═════ Record list ═════

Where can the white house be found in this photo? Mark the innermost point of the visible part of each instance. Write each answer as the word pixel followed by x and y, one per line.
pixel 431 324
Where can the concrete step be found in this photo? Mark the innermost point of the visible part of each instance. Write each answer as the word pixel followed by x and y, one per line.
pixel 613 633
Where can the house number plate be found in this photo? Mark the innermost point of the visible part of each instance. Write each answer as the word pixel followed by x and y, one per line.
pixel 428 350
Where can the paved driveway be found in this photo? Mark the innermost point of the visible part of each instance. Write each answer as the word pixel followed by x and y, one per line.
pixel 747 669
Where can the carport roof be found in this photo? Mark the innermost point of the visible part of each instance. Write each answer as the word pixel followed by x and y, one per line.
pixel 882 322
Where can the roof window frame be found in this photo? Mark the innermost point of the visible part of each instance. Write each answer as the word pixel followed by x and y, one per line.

═════

* What is asked
Write out every line of the entries above again, requests included, and shift each x and y coordinate in the answers up by 21.

* Output of the task
Where can the white house be found in this photo? Mark the innermost point of the visible part of each instance. Write each answer as the word pixel followed by x and y, one per line.
pixel 452 345
Where can the concrete step be found in this photo? Mark the innermost point of the visible part of each instance. Write each answer as the word pixel followed by x and y, one per line.
pixel 634 654
Where can the house number plate be found in this photo? Mark the innermost point of the visible part of each instance. Write each answer as the word pixel followed by x and y, one per line.
pixel 449 371
Where can the paved driveway be found in this photo? Mark the innermost point of the visible part of each instance. Write each answer as the word pixel followed by x and y, one per line.
pixel 768 690
Where can the carport roof be found in this photo? Mark the innermost point of the visible part of each instance. Write each answer as the word pixel followed by x and y, one per line.
pixel 903 343
Where can the roof window frame be found in this photo? Mark the innermost point of the visible part of each instance. Write each answer as the word pixel followed by x and y, one per line.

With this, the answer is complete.